SHORT EXERCISE:
Pick out every line in the records below that contains the word "rice" and copy each of those lines in full.

╭─ SUPPLIED DATA

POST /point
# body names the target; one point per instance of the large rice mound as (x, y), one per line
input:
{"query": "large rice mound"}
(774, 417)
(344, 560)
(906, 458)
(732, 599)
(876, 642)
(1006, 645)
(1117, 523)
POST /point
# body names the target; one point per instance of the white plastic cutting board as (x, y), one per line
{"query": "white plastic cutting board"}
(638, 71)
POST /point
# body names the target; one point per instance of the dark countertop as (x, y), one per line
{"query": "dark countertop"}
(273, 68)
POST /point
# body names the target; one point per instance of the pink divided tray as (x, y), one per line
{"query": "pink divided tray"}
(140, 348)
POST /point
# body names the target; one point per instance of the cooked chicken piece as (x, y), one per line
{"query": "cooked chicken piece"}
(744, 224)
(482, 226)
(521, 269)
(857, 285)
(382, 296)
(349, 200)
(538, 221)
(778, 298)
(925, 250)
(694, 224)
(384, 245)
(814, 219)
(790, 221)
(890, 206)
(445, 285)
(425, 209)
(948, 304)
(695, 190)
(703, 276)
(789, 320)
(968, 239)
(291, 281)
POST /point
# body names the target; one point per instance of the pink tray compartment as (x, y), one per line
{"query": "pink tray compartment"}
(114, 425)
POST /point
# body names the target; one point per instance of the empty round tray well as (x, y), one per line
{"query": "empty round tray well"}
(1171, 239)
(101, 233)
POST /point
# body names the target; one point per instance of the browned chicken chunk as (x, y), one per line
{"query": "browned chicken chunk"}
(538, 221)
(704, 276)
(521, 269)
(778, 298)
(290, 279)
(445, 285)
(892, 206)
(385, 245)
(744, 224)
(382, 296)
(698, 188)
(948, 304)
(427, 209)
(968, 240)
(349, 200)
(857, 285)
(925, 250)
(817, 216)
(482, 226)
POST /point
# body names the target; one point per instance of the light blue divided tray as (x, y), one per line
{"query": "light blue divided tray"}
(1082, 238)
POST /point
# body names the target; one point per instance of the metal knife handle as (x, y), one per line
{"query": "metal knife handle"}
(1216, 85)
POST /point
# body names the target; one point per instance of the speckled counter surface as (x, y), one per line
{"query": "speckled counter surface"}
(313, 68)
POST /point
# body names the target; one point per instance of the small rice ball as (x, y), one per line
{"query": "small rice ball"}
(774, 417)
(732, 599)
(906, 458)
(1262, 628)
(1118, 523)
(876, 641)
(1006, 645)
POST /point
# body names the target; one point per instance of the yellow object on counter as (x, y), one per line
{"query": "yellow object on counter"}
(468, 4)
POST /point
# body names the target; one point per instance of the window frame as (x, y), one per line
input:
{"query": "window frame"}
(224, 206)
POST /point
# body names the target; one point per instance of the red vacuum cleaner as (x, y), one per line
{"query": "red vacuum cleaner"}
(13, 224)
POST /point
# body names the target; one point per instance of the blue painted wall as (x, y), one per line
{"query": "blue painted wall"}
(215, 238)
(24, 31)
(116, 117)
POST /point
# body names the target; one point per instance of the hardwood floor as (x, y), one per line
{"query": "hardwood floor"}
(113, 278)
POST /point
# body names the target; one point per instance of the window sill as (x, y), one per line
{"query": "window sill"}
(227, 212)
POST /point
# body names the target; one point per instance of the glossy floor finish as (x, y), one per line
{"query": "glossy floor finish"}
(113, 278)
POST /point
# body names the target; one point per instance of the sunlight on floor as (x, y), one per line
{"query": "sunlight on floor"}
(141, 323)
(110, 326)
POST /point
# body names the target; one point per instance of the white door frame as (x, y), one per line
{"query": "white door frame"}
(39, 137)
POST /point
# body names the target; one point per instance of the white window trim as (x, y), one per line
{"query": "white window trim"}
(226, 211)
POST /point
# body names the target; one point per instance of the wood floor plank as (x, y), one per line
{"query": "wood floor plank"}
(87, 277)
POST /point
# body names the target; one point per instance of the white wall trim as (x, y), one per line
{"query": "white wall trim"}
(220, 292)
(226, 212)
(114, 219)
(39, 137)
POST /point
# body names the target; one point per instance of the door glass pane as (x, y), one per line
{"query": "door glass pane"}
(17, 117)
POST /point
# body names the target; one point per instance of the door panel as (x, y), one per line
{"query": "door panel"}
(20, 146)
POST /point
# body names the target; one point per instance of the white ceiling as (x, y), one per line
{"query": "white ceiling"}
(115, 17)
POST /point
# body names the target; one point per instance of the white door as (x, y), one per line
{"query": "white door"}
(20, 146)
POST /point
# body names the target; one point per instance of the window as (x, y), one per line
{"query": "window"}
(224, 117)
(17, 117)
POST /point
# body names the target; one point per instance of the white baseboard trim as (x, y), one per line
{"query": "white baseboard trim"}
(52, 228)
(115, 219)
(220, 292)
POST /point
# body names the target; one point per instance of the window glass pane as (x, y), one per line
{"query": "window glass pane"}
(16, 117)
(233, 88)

╰─
╭─ SUPPLIED DATA

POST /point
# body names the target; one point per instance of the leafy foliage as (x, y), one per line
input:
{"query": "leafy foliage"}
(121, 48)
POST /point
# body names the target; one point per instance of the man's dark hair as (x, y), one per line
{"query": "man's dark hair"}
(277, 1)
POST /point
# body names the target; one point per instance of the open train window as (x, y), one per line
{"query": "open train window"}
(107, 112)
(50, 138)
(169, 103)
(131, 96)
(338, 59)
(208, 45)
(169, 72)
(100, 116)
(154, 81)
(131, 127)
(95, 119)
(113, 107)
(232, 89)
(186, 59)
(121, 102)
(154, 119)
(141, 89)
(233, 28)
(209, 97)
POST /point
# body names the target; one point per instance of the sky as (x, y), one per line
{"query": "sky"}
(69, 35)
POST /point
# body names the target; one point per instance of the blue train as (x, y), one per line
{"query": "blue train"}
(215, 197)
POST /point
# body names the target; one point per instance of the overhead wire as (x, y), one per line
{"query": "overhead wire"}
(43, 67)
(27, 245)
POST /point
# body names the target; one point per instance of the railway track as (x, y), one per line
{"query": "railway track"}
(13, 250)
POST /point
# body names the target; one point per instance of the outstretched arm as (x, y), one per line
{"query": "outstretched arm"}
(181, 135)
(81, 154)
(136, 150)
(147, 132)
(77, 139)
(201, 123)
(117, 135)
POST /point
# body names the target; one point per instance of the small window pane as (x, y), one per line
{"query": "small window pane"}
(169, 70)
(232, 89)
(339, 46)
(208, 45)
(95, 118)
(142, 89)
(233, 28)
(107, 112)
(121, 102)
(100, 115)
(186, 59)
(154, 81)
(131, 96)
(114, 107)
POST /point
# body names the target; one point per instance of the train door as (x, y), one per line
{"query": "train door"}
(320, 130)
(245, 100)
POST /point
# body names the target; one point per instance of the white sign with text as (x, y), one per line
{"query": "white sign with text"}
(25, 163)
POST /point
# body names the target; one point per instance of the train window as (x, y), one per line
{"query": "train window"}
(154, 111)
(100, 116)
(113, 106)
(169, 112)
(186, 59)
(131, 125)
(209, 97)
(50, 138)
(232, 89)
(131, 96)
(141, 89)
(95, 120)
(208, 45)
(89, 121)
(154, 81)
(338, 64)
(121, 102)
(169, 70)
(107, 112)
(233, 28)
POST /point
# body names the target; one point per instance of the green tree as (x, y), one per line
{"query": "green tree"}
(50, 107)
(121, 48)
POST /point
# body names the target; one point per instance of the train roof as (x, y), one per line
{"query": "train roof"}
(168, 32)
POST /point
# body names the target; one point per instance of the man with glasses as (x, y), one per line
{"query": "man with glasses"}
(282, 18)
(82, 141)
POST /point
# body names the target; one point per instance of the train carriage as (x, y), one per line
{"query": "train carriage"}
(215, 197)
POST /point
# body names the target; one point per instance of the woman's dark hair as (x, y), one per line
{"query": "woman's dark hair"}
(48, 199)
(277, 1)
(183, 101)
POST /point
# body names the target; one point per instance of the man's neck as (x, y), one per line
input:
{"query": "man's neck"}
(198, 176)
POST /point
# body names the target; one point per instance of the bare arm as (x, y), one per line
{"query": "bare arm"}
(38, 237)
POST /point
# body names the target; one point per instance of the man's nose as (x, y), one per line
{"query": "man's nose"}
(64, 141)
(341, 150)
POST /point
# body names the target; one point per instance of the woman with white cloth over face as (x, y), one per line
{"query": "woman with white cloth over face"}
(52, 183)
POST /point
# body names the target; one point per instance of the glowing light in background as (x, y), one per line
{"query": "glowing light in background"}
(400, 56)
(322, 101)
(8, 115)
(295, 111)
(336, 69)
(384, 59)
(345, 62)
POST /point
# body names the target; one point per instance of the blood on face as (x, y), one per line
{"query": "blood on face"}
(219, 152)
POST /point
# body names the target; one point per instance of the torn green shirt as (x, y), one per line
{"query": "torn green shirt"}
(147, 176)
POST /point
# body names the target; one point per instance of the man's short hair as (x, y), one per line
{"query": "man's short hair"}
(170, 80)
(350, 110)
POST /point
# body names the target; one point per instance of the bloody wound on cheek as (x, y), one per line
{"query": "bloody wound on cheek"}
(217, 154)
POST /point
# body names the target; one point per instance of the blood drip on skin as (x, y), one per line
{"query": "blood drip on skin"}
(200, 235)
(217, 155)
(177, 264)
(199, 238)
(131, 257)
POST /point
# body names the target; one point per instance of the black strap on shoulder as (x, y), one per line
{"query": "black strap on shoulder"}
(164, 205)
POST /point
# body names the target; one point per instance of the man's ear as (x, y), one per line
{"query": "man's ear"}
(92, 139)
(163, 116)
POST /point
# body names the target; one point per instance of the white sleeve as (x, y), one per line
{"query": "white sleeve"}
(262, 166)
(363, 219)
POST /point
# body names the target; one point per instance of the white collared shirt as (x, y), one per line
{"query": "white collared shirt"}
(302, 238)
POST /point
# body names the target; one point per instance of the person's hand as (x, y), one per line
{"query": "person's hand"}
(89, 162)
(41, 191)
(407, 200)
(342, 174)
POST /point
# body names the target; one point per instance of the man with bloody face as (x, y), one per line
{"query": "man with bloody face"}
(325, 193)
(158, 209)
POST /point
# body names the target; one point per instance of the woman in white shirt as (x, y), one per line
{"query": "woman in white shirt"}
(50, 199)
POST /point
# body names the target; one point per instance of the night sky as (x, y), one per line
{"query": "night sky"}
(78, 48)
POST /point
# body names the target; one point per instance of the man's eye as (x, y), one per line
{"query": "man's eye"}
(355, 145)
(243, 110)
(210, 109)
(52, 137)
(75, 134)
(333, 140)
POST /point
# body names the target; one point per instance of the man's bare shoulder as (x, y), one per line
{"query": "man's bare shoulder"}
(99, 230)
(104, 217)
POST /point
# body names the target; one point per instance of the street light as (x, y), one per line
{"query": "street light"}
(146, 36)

╰─

RESPONSE TO THE EXERCISE:
# body names the target; one point per instance of the large rice mound as (x, y), one per line
{"query": "large rice mound"}
# body names the target; one point per instance of the small rice ball as (x, y), one per line
{"query": "small rice ball"}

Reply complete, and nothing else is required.